===== Segmento del documento

Senza alcuna intesa preventiva, senza nessun bisogno di formulare programma alcuno o di lanciar manifesti, essi volgevano compatti - meno rare eccezioni - le loro fatiche verso alcune finalità molto chiare e precise:
1] la ripresa di antiche tradizioni nazionali abbandonate da quasi due secoli e concernenti la musica pura, nel senso di ridare all'Italia un repertorio di musica da camera istrumentale e vocale, e un repertorio di musica sinfonica;
2] la reazione contro l'opera verista, e il conseguente rinnovamento del melodramma;
3] lo studio, la riedizione, la divulgazione delle musiche dei grandi maestri italiani del '5, '6, '700; ciò che avrebbe significato, con l'andar degli anni, l'abluzione entro queste antiche fonti e l'approfondimento dello stile musicale italiano.
In tal modo, mentre l'autore dei Rusteghi obbediva ai detti di Falstaff, i più giovani di lui riconoscevano il vero significato di un altro grande insegnamento: «Ritorniamo all'antico: sarà un progresso», ed anche a questo obbedivano. La voce ammonitrice e profetica era sempre, nell'un caso e nell'altro, quella di Giuseppe Verdi.
Ma perché un così profondo mutamento collettivo di indirizzo e di idealità avvenisse, in confronto del più recente passato, bisogna pure che anche dentro il cuore di tutti questi giovani parlasse segreta, solo da essi avvertita, solo da essi ascoltata, un'altra voce profetica. Era ancora una volta la voce della stirpe.

==========
===== Dati

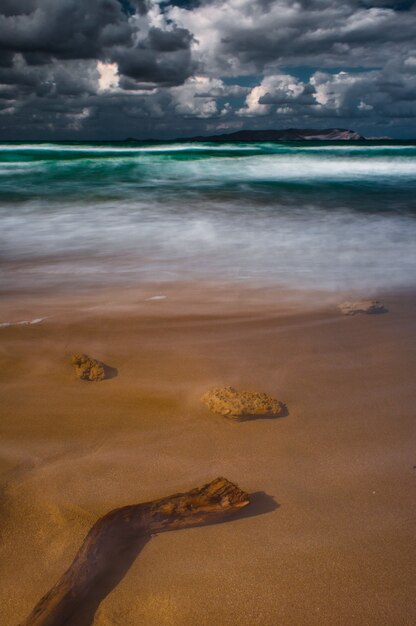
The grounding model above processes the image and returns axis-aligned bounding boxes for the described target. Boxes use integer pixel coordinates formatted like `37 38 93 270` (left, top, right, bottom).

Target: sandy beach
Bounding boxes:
0 284 416 626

==========

Obiettivi –
(a) Secondo il brano sulla musica italiana, a chi apparteneva la voce ammonitrice e profetica?
(b) Ricopi fedelmente la parte del brano sulla musica italiana che comincia dalle parole "Ma perché un" e si chiude con le parole "voce della stirpe.", queste comprese.

Le risposte –
(a) A Giuseppe Verdi.

(b)
Ma perché un così profondo mutamento collettivo di indirizzo e di idealità avvenisse, in confronto del più recente passato, bisogna pure che anche dentro il cuore di tutti questi giovani parlasse segreta, solo da essi avvertita, solo da essi ascoltata, un'altra voce profetica. Era ancora una volta la voce della stirpe.